DIRECTION 1: Gather every line of the entries below that contains the string "knife", matching case exactly.

PROVIDED PASSAGE:
Re: Lightweight packet timestamping

Federico Parola <fede.parola@xxxxxxxxxx> · Wed, 17 Jun 2020 11:47:31 +0200

On 16/06/20 18:07, David Ahern wrote:

On 6/16/20 10:00 AM, Jesper Dangaard Brouer wrote:

On Wed, 10 Jun 2020 23:09:34 +0200
Toke Høiland-Jørgensen <toke@xxxxxxxxxx> wrote:

Federico Parola <fede.parola@xxxxxxxxxx> writes:

On 06/06/20 01:34, David Ahern wrote:

On 6/4/20 7:30 AM, Federico Parola wrote:

Hello everybody,

I'm implementing a token bucket algorithm to apply rate limit to
traffic and I need the timestamp of packets to update the bucket.
To get this information I'm using the bpf_ktime_get_ns() helper
but I've discovered it has a non negligible impact on
performance. I've seen there is work in progress to make hardware
timestamps available to XDP programs, but I don't know if this
feature is already available. Is there a faster way to retrieve
this information?

Thanks for your attention.

bpf_ktime_get_ns should be fairly light. What kind of performance loss
are you seeing with it?

I've run some tests on a program forwarding packets between two
interfaces and applying rate limit: using the bpf_ktime_get_ns() I can
process up to 3.84 Mpps, if I replace the helper with a lookup on a map
containing the current timestamp updated in user space I go up to 4.48
Mpps.

((1/3.84*1000)-(1/4.48*1000) = 37.20 ns overhead)

I had the same math yesterday and did some tests as well. I am really
surprised the timestamp is that high.

Do your tests show a similar overhead?

I was about to suggest doing something close to this.  That is, only call
bpf_ktime_get_ns() once per NAPI poll-cycle, and store the timestamp in
a map.  If you don't need super high per packet precision.  You can
even use a per-CPU map to store the info (to avoid cross CPU
cache/talk), because softirq will keep RX-processing pinned to a CPU.

It sounds like you update the timestamp from userspace, is that true?
(Quote: "current timestamp updated in user space")

I would suggest that you can leverage the softirq tracepoints (use
SEC("raw_tracepoint/") for low overhead).  E.g. irq:softirq_entry
(see when kernel calls trace_softirq_entry) to update the map once per
NAPI/net_rx_action. I have a bpftrace based-tool[1] that measure

I have code that measures the overhead of net_rx_action:
     https://github.com/dsahern/bpf-progs/blob/master/ksrc/net_rx_action.c

this use case would just need the enter probe.

network-softirq latency, e.g time it takes from "softirq_raise" until
it is run "softirq_entry".  You can leverage ideas from that script,
like 'vec == 3' is NET_RX_SOFTIRQ to limit this to networking.

DATA SHOWN:

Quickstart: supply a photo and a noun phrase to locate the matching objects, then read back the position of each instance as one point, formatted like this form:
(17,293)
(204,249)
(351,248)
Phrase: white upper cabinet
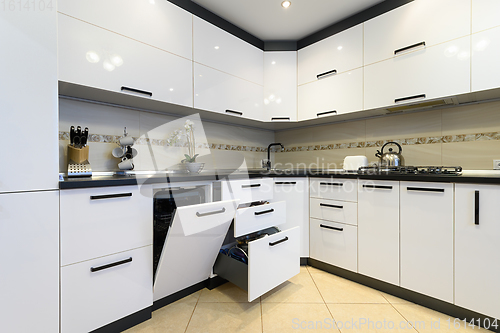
(485,14)
(28,101)
(341,93)
(95,57)
(336,54)
(157,23)
(430,73)
(219,49)
(280,86)
(220,92)
(416,25)
(485,55)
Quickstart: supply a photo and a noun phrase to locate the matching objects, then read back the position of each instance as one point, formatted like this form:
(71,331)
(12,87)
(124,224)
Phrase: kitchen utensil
(353,163)
(390,158)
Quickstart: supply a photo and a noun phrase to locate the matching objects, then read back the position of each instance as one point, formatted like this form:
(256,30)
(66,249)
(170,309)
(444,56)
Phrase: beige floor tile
(226,317)
(368,318)
(228,292)
(288,317)
(335,289)
(299,289)
(395,300)
(427,320)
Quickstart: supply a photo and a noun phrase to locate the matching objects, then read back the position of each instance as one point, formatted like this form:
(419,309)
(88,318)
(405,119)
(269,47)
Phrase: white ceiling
(268,21)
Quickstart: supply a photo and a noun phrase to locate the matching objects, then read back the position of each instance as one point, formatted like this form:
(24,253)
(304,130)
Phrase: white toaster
(353,163)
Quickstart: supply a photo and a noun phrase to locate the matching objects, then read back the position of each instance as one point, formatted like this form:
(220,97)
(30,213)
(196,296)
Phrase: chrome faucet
(267,164)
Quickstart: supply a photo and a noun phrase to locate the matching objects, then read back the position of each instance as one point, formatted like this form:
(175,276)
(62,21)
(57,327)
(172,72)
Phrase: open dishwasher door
(192,245)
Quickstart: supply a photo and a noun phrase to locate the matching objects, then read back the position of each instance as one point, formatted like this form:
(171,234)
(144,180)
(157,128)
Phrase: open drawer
(272,260)
(252,219)
(193,241)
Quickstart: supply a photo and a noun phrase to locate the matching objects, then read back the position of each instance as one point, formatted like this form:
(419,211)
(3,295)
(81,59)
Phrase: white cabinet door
(435,72)
(477,250)
(95,57)
(378,230)
(424,21)
(280,86)
(29,257)
(96,222)
(98,292)
(220,92)
(427,238)
(485,14)
(341,52)
(29,104)
(334,244)
(219,49)
(485,55)
(192,244)
(341,93)
(157,23)
(295,192)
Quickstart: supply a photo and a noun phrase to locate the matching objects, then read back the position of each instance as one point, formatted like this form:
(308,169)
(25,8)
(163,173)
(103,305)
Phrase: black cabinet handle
(110,196)
(150,94)
(278,242)
(251,185)
(211,213)
(378,187)
(476,208)
(235,112)
(264,212)
(409,47)
(332,206)
(332,184)
(408,98)
(319,76)
(326,112)
(100,268)
(333,228)
(425,189)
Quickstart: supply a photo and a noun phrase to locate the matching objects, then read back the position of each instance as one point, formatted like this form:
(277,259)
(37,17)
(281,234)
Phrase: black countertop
(108,179)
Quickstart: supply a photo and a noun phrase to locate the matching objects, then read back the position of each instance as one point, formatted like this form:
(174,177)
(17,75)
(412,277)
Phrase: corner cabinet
(95,57)
(477,250)
(427,238)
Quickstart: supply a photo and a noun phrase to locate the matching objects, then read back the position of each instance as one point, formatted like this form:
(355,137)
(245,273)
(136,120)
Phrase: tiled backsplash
(468,136)
(220,146)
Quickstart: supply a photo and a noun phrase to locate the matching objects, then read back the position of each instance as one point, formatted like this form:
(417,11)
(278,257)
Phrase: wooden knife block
(78,155)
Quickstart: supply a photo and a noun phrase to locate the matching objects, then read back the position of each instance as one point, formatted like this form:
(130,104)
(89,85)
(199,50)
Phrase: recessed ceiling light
(286,4)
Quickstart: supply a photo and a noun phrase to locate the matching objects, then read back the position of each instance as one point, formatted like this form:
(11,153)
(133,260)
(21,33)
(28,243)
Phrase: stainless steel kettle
(390,158)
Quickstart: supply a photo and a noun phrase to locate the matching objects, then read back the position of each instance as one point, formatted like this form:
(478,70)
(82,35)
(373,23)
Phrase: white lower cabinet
(295,193)
(224,93)
(477,250)
(435,72)
(193,241)
(29,257)
(272,260)
(96,222)
(427,238)
(95,57)
(97,292)
(338,94)
(485,53)
(378,230)
(334,243)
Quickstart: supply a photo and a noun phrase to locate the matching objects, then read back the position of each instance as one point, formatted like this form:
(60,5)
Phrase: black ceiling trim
(352,21)
(218,21)
(280,46)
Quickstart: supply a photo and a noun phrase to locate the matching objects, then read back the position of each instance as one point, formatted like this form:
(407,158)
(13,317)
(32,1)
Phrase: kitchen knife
(72,135)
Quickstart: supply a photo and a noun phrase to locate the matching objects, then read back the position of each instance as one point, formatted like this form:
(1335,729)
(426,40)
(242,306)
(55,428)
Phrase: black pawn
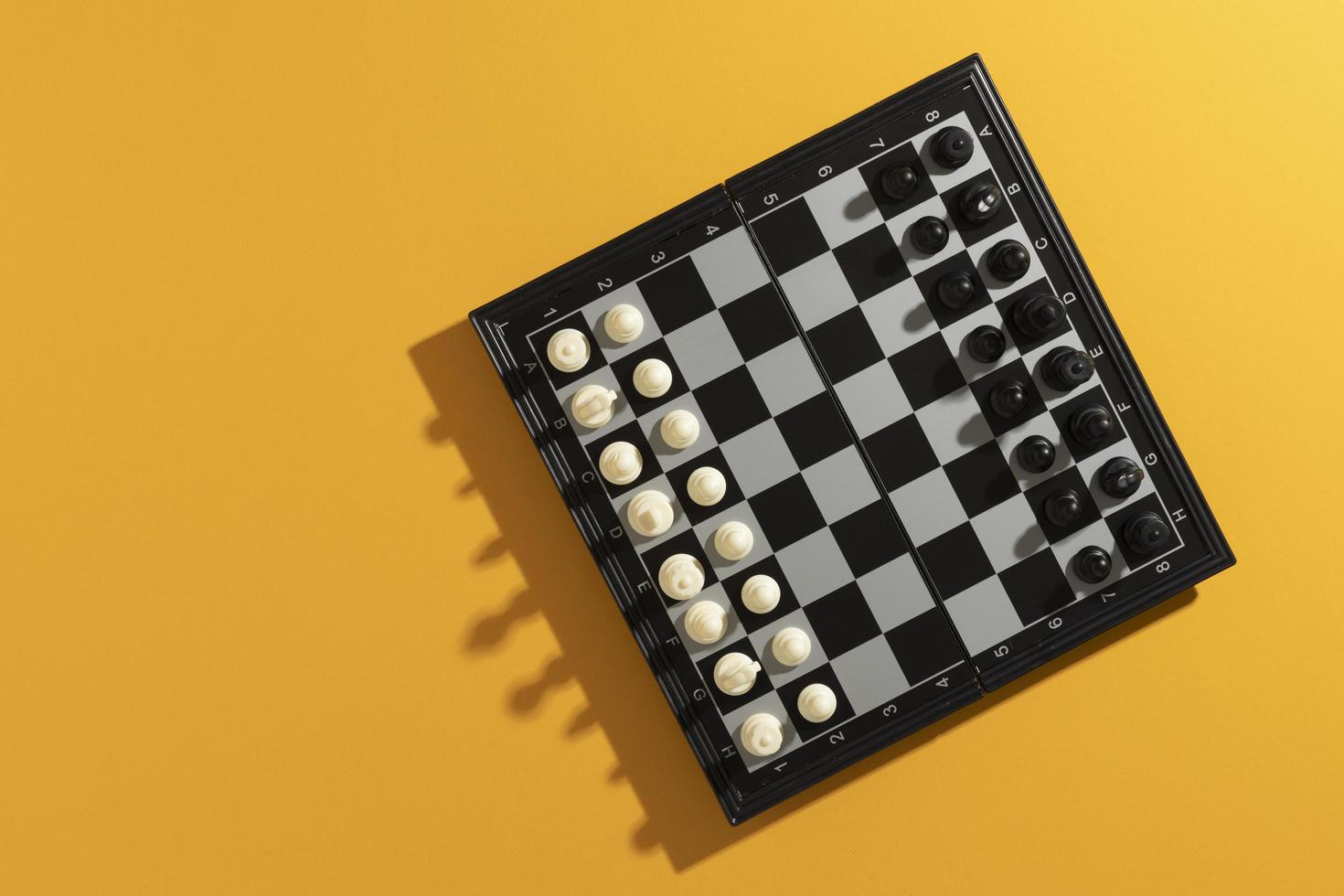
(1008,398)
(955,289)
(1147,534)
(953,146)
(1063,507)
(1121,477)
(1066,368)
(1092,564)
(898,182)
(987,344)
(1008,261)
(981,202)
(1037,454)
(929,235)
(1092,426)
(1040,315)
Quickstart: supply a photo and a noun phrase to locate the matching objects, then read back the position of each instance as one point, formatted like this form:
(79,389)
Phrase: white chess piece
(568,349)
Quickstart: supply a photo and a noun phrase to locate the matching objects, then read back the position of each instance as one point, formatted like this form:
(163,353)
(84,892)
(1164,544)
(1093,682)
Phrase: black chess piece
(953,146)
(898,182)
(1092,426)
(955,289)
(929,234)
(1008,261)
(981,202)
(1092,564)
(1040,315)
(1008,398)
(1037,454)
(1066,368)
(987,344)
(1121,477)
(1147,532)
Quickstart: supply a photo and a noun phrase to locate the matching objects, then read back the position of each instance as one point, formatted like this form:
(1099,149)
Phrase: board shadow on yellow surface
(682,818)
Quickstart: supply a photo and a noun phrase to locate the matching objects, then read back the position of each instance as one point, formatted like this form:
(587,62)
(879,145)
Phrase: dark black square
(1095,397)
(1015,371)
(1037,586)
(786,512)
(871,262)
(1069,478)
(677,294)
(752,621)
(974,231)
(955,560)
(903,155)
(731,403)
(923,646)
(758,321)
(928,283)
(844,344)
(728,703)
(981,478)
(926,371)
(624,371)
(814,430)
(901,453)
(789,692)
(635,435)
(560,379)
(682,543)
(677,477)
(841,620)
(789,237)
(869,538)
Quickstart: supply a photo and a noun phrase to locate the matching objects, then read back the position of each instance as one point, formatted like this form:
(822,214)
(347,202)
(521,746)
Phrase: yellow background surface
(288,603)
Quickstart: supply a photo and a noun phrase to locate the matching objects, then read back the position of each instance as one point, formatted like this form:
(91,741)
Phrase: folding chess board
(918,406)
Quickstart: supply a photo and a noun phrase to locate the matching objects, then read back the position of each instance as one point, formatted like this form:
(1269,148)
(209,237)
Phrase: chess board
(863,441)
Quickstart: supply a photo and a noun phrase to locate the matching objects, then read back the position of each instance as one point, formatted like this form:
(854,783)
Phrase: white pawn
(761,592)
(620,463)
(817,703)
(732,540)
(706,623)
(679,429)
(649,513)
(763,735)
(624,323)
(593,406)
(791,646)
(706,486)
(568,349)
(652,378)
(682,577)
(735,673)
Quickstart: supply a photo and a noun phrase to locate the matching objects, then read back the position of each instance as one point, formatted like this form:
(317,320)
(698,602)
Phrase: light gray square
(703,349)
(785,377)
(840,484)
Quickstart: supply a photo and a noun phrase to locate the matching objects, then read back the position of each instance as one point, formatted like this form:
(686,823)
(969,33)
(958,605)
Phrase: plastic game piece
(652,378)
(791,646)
(624,323)
(763,735)
(735,673)
(706,623)
(816,703)
(649,513)
(682,577)
(706,486)
(679,429)
(568,349)
(593,406)
(620,463)
(761,592)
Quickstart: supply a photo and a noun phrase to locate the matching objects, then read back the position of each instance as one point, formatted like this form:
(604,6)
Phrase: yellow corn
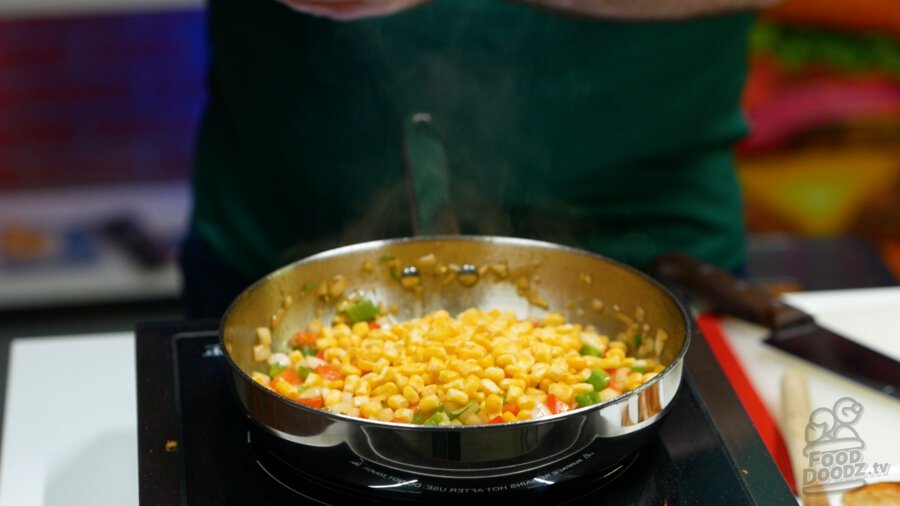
(457,396)
(484,357)
(429,403)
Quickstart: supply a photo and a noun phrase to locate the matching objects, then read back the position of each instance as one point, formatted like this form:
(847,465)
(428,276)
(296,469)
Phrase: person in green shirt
(602,124)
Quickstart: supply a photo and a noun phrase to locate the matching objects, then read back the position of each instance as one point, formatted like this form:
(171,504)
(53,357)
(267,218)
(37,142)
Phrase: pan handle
(427,178)
(722,292)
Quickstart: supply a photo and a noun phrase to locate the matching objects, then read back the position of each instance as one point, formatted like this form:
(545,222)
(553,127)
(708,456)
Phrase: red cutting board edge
(756,409)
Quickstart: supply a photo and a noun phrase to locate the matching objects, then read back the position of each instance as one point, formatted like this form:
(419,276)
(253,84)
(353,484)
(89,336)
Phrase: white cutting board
(869,316)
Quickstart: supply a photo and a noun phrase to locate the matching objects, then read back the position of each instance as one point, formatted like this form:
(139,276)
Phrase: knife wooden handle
(723,292)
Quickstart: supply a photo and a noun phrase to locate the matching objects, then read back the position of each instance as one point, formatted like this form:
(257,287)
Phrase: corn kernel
(429,403)
(261,352)
(526,402)
(370,409)
(263,336)
(410,394)
(493,403)
(607,394)
(286,389)
(313,380)
(332,397)
(262,379)
(447,375)
(403,415)
(458,396)
(360,329)
(494,374)
(397,401)
(490,386)
(561,391)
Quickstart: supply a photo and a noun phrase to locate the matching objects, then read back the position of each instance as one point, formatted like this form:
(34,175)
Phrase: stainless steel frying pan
(538,277)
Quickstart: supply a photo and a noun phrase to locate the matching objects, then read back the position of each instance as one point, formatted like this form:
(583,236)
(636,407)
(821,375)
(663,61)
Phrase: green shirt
(611,136)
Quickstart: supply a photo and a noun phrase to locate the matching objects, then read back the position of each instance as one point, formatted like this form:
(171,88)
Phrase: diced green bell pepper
(587,399)
(362,311)
(599,378)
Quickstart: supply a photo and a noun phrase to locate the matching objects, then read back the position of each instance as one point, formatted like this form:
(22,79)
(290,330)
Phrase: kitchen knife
(792,330)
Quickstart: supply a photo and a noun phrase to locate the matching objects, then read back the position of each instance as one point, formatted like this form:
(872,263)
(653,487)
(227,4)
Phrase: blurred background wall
(823,157)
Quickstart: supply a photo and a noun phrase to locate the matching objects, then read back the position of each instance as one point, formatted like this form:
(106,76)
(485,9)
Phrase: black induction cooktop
(197,448)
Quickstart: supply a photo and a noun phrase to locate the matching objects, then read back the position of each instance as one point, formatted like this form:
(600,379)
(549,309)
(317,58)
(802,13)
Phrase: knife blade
(791,329)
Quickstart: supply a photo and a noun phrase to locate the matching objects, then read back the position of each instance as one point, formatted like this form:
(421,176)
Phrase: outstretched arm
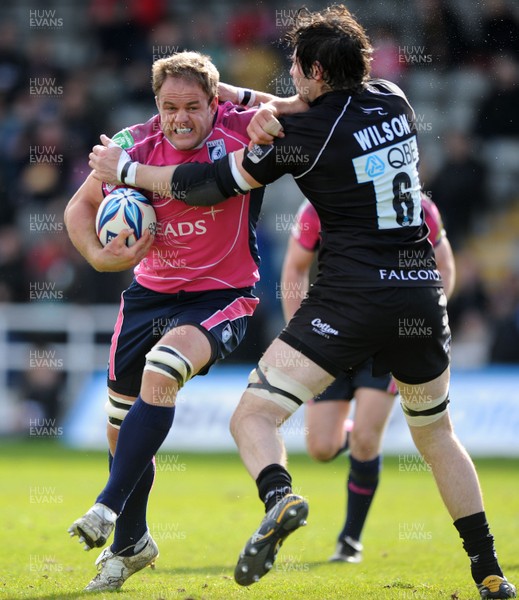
(295,277)
(196,184)
(446,265)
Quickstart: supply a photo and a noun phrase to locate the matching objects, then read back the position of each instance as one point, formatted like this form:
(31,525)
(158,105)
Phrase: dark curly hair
(337,41)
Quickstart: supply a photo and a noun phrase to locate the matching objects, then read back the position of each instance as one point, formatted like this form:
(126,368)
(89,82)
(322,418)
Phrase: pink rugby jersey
(307,227)
(197,248)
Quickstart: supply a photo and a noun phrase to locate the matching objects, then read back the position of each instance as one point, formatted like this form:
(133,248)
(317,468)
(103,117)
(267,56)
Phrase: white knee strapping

DIRECTION 2: Transcribe everything in the packet timestamping thread above from "On Wed, 10 Jun" down to "update the bucket.".

WORKED ANSWER 1:
Phrase: wooden knife block
Phrase: kitchen knife
Phrase: knife wooden handle
Phrase: kitchen knife
Phrase: knife blade

WORKED ANSWER 2:
On Wed, 10 Jun 2020 23:09:34 +0200
Toke Høiland-Jørgensen <toke@xxxxxxxxxx> wrote:

Federico Parola <fede.parola@xxxxxxxxxx> writes:

On 06/06/20 01:34, David Ahern wrote:

On 6/4/20 7:30 AM, Federico Parola wrote:

Hello everybody,

I'm implementing a token bucket algorithm to apply rate limit to
traffic and I need the timestamp of packets to update the bucket.